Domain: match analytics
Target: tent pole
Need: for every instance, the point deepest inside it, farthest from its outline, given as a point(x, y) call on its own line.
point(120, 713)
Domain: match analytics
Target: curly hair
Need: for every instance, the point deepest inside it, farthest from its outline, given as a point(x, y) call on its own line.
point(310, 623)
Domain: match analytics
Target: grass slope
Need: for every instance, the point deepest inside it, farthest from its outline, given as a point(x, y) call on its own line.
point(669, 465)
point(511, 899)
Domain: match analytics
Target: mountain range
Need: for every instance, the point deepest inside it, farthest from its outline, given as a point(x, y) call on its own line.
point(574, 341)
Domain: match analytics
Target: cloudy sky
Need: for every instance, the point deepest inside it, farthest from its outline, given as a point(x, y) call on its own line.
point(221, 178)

■ ■ ■ ■ ■

▶ What is expected
Rewrite all the records above line for line, requests included, and increase each x and y coordinate in the answer points by 140.

▶ Exercise output
Domain: match analytics
Target: tent pole
Need: for every instance, the point deepest inside it, farthest from its outline, given as a point(x, y) call on its own line.
point(260, 853)
Domain: match analytics
Target: curly hair
Need: for every instance, the point deepest inside it, farthest from its outline, given as a point(x, y) call on its own line.
point(450, 763)
Domain: match analytics
Target: grass slope
Need: for every instance, the point deepest inside it, farthest from its outline, given as a point(x, y) call on its own line.
point(809, 605)
point(651, 1039)
Domain: match analytics
Target: mountain range
Need: for every instance, the point deepest inside it, farthest from its outline, given as a point(x, y) call on its own line.
point(714, 481)
Domain: match analytics
Target: cloudy sky
Need: for every instance, the point deepest inside it, farthest from its outline, given as a point(x, y) call on its own line.
point(361, 318)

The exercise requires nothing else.